[데이터 줄]
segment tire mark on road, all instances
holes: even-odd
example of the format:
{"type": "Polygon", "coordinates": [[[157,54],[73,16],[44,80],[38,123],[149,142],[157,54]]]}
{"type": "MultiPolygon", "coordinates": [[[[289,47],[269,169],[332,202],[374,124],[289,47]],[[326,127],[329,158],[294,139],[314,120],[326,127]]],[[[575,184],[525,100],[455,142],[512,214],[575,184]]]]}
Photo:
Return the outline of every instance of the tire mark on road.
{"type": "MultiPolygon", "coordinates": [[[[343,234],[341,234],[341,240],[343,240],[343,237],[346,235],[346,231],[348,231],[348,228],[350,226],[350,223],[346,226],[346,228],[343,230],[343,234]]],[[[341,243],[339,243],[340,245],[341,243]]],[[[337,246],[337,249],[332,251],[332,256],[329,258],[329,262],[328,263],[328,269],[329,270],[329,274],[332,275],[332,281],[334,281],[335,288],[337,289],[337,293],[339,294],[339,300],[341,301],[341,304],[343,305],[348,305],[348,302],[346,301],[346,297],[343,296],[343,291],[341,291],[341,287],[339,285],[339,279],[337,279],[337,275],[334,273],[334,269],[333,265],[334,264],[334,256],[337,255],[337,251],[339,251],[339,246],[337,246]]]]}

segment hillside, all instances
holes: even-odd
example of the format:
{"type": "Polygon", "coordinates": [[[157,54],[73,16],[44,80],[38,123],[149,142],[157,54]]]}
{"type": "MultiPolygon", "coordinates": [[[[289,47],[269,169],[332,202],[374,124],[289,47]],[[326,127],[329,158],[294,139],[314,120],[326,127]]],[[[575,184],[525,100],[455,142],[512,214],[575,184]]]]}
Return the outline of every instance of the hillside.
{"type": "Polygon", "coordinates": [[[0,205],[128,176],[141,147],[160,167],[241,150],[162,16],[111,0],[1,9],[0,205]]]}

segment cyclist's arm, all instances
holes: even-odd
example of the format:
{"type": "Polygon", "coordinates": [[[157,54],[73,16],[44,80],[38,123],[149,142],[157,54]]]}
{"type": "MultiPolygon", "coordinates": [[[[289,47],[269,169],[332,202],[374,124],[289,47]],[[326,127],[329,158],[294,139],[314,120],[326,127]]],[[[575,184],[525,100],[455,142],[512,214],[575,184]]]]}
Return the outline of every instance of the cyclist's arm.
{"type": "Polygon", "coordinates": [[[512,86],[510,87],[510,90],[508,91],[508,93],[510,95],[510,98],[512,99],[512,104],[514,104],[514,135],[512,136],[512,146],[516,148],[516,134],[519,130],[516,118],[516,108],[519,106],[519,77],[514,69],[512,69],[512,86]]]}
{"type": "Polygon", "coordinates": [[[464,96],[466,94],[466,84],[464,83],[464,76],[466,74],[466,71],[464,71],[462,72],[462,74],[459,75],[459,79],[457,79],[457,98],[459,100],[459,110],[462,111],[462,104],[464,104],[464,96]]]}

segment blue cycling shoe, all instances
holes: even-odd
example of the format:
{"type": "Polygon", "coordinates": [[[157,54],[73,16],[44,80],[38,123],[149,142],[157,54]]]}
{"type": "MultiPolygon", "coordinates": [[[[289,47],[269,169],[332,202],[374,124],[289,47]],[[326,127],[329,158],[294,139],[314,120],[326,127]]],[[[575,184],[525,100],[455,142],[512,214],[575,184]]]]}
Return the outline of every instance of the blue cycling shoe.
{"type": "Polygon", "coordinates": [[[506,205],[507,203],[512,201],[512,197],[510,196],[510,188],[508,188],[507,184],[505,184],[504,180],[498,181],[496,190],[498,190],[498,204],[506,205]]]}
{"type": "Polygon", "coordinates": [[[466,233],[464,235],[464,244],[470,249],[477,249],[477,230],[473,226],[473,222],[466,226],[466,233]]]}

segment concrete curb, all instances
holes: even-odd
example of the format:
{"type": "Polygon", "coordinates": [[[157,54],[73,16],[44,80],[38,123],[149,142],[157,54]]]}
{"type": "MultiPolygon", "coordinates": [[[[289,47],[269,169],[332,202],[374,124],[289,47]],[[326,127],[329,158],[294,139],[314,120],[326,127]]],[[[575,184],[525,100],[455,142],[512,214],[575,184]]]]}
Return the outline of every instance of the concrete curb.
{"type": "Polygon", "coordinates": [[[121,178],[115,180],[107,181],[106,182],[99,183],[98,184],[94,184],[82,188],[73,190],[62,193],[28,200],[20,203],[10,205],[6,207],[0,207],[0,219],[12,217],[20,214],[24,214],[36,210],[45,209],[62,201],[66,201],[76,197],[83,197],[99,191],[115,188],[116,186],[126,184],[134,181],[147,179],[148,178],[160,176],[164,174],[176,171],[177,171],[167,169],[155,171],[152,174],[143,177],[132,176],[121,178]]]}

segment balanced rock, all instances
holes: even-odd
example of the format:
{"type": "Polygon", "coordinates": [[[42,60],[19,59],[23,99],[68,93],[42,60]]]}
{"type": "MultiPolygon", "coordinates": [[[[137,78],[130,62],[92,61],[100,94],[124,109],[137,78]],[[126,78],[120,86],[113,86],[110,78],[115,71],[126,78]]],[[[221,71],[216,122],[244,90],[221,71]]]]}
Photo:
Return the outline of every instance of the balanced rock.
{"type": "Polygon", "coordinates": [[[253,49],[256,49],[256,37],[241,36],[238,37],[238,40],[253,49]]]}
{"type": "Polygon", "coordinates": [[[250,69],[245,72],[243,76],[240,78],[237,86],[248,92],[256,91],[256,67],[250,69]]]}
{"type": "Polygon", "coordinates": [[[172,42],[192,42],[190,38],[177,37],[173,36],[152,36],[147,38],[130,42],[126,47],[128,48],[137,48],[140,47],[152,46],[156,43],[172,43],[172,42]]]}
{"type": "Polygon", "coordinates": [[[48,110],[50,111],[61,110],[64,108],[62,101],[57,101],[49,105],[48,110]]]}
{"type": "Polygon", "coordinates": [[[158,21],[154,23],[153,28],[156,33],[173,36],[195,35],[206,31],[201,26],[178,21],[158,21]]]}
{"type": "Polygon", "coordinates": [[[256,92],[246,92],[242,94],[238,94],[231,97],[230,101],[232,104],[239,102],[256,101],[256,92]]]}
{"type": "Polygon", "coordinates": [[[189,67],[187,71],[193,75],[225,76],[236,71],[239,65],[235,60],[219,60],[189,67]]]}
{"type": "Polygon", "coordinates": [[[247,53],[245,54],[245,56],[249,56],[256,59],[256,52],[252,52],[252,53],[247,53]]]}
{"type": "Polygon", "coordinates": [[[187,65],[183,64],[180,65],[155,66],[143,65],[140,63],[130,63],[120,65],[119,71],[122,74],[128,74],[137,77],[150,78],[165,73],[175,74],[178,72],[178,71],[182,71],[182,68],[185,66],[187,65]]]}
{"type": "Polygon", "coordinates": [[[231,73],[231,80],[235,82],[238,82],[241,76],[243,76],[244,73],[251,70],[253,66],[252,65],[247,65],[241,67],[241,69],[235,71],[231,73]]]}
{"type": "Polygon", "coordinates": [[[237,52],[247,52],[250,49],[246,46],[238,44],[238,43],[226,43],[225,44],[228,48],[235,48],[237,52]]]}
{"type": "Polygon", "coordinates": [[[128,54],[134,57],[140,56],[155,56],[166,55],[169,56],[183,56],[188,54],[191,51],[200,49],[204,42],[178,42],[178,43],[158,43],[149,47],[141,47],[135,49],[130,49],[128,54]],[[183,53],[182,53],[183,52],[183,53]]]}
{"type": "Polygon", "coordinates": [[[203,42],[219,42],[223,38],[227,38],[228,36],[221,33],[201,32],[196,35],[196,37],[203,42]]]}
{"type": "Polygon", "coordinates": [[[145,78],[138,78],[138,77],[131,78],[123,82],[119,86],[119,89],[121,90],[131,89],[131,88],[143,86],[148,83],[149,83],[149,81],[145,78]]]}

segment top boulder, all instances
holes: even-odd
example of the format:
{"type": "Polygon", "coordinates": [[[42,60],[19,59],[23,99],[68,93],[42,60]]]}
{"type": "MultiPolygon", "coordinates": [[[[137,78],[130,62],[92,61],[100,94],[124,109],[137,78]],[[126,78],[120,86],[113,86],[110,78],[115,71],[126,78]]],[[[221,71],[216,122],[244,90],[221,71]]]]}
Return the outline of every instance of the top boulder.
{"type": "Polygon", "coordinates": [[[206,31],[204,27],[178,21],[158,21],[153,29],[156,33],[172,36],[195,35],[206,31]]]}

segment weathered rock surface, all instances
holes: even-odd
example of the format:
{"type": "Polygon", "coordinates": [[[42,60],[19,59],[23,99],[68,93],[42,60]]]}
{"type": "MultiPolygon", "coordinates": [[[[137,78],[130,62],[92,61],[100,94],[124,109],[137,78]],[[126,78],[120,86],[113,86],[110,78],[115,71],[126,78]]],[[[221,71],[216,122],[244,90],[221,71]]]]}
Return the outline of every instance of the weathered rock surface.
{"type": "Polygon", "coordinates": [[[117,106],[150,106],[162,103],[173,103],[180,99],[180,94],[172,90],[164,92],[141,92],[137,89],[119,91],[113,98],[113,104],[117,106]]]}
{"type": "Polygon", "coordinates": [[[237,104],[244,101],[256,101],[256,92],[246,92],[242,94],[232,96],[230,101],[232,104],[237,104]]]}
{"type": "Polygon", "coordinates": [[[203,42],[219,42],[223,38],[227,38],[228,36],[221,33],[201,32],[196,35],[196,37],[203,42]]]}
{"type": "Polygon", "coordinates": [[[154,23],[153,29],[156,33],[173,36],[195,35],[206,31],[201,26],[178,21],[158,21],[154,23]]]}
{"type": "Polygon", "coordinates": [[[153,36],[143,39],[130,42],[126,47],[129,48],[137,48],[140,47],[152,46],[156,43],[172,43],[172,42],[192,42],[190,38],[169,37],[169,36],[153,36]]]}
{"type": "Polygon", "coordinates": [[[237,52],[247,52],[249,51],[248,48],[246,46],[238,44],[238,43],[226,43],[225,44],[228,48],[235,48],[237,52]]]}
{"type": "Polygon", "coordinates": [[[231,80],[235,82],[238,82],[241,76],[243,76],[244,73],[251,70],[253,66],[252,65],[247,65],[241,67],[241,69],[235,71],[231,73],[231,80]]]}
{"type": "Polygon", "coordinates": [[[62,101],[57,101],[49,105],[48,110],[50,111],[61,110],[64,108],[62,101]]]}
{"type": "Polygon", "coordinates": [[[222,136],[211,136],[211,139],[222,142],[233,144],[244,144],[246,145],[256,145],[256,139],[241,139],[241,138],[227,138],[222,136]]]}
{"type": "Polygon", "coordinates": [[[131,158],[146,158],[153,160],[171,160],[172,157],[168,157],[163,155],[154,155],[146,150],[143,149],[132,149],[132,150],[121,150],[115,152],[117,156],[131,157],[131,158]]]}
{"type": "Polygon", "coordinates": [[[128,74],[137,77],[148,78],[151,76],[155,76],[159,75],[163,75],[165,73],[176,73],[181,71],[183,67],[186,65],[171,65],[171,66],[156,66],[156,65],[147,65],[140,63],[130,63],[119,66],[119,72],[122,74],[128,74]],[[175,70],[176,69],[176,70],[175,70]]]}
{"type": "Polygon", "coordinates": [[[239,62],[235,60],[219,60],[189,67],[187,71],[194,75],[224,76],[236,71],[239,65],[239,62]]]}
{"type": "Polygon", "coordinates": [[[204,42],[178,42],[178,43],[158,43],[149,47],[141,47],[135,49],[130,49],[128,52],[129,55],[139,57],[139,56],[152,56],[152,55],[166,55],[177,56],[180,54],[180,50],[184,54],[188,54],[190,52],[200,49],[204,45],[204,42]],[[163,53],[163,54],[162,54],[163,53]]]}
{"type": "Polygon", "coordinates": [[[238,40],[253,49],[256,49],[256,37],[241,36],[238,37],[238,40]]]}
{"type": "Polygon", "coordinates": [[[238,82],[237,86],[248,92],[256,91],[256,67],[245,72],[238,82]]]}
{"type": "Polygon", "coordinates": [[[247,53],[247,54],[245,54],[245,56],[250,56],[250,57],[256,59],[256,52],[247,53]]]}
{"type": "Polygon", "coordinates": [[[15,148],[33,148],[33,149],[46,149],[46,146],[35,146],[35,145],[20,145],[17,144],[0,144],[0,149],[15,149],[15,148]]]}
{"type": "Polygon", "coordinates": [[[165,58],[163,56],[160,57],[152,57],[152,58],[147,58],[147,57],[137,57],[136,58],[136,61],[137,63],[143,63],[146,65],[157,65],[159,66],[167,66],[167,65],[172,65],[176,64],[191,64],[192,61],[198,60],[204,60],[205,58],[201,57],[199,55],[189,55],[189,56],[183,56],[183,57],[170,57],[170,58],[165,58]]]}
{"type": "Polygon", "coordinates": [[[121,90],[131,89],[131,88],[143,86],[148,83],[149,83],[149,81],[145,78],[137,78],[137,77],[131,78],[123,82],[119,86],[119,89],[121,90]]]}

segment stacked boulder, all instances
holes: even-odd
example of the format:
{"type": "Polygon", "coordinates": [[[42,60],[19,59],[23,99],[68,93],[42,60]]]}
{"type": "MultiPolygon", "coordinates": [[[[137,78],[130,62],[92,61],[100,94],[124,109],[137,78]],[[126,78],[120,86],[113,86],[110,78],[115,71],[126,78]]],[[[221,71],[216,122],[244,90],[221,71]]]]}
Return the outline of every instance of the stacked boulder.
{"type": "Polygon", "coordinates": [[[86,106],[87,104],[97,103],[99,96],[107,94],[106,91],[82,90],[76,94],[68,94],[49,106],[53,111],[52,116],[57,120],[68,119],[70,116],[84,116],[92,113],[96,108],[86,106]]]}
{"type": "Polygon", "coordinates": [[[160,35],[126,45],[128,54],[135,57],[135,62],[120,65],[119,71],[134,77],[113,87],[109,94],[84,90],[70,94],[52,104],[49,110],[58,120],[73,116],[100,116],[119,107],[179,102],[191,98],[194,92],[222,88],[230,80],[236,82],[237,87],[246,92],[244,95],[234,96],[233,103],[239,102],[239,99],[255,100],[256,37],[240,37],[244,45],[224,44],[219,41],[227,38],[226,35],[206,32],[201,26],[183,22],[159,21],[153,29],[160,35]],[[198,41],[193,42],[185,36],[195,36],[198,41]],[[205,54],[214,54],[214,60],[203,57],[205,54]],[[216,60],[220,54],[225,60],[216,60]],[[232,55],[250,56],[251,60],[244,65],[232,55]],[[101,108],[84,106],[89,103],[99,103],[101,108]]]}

**작업 과제**
"segment weathered rock surface, all instances" 문구가 있는 줄에서 시작해 "Return the outline of every instance of the weathered" 문구가 있는 줄에서 끝나는 데이터만 다시 쓰고, 그 안의 "weathered rock surface" 표현을 "worn rock surface" 표현으로 바꾸세요. 나머지는 모두 그대로 두세요.

**실습 결과**
segment worn rock surface, all instances
holes: even-odd
example of the format:
{"type": "Polygon", "coordinates": [[[42,60],[19,59],[23,99],[68,93],[42,60]]]}
{"type": "MultiPolygon", "coordinates": [[[[137,78],[130,62],[92,61],[100,94],[124,109],[137,78]],[[126,78],[120,86],[113,86],[110,78],[115,71],[126,78]]],[[[221,71],[216,122],[244,90],[221,71]]]]}
Return the outline of every instance of the worn rock surface.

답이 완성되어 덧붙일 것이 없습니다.